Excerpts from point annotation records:

## Start

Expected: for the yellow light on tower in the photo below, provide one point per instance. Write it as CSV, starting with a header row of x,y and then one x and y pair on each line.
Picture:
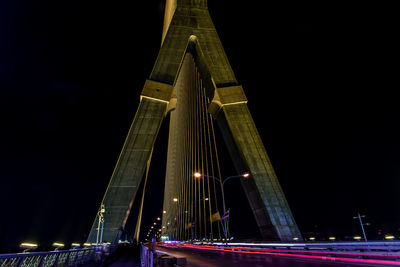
x,y
28,245
58,245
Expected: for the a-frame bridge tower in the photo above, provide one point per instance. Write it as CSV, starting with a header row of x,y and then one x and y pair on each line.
x,y
189,30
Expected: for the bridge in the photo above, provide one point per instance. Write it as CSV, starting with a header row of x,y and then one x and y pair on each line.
x,y
193,86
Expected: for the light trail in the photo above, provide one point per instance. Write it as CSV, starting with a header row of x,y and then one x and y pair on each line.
x,y
292,254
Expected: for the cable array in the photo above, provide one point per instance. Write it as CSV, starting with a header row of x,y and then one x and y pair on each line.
x,y
193,181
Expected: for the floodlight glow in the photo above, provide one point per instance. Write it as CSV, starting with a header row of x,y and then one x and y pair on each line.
x,y
28,245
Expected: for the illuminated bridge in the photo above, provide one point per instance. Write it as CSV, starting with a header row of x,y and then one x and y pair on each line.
x,y
193,86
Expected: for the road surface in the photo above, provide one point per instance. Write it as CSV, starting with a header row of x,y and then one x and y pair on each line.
x,y
203,258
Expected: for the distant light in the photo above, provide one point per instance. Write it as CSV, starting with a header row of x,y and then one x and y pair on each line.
x,y
28,245
58,245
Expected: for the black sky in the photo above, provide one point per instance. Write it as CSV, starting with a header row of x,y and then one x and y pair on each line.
x,y
321,80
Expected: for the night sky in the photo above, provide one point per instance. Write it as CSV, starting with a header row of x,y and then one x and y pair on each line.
x,y
321,81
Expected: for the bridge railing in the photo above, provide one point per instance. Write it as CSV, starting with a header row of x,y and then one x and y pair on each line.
x,y
151,258
63,258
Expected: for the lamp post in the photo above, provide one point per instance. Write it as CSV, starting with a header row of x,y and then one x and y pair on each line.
x,y
100,214
222,182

## End

● **Problem to work on**: Present every line of the records above as a Markdown table with the columns "Row" and "Text", numbering the rows in order and omitting blank lines. Leave the pictures out of the table.

● **Problem solution**:
| Row | Text |
|---|---|
| 1 | Expected: for the yellow light on tower in the photo below, provide one point per instance. Write it as CSV, starting with a header row of x,y and then one x and y pair on each line. |
| 2 | Picture: |
| 3 | x,y |
| 4 | 28,245 |
| 5 | 58,245 |
| 6 | Expected: for the a-frame bridge tower in the photo above, provide one point per instance. Write it as CSV, starting with a header row of x,y and then one x and y pair on each line. |
| 7 | x,y |
| 8 | 189,30 |
| 9 | Expected: for the bridge in the photo above, provide one point per instance. Write it as CSV, starting with a header row of x,y and then one x and y pair on each line. |
| 10 | x,y |
| 11 | 193,86 |
| 12 | Expected: for the light trail in the photo above, provide one point per instance. Write it as CSV, starting with a header row of x,y and then one x and y pair on each line. |
| 13 | x,y |
| 14 | 292,254 |
| 15 | Expected: for the cable array in the photo above, provide one point per instance. Write it as CSV, starting with a header row of x,y and then one x and y pair on each line. |
| 16 | x,y |
| 17 | 193,181 |
| 18 | Expected: for the floodlight glow in the photo above, provide one point per instance. Write it as CSV, starting with a header row of x,y and then one x and y pair on each line. |
| 19 | x,y |
| 20 | 28,245 |
| 21 | Expected: for the illuminated bridge in the photo above, provide one point per instance. Write it as CSV, starting with a header row of x,y and then one x and y pair on each line. |
| 22 | x,y |
| 23 | 193,86 |
| 24 | Expected: for the road surface in the photo above, provide one point per instance. Write it as CSV, starting with a header row of x,y and then one x and y pair on each line. |
| 25 | x,y |
| 26 | 203,258 |
| 27 | Expected: for the distant light in the photo above, provide one point per instance. Write it as CSV, starting with a header row of x,y and then one x and y pair on each line. |
| 28 | x,y |
| 29 | 28,245 |
| 30 | 58,245 |
| 31 | Expected: for the black sky in the photo above, provide one point per instance. Write it as CSV, starting with a header row of x,y and then one x and y pair on each line. |
| 32 | x,y |
| 33 | 321,80 |
| 34 | Expected: for the night sky in the photo above, provide one point per instance. Write it as CSV, starting with a header row of x,y and then one x and y pair on each line. |
| 35 | x,y |
| 36 | 321,81 |
| 37 | Expected: for the bridge railing in the photo above, provide one point per instance. Write it as CSV, starting with a header row of x,y and then one x and y pair on each line. |
| 38 | x,y |
| 39 | 151,258 |
| 40 | 63,258 |
| 41 | Expected: for the lamp post in the photo above, provide one point per instance. Write it as CSV, starting with a header row of x,y and then one x and y pair on each line. |
| 42 | x,y |
| 43 | 100,214 |
| 44 | 222,182 |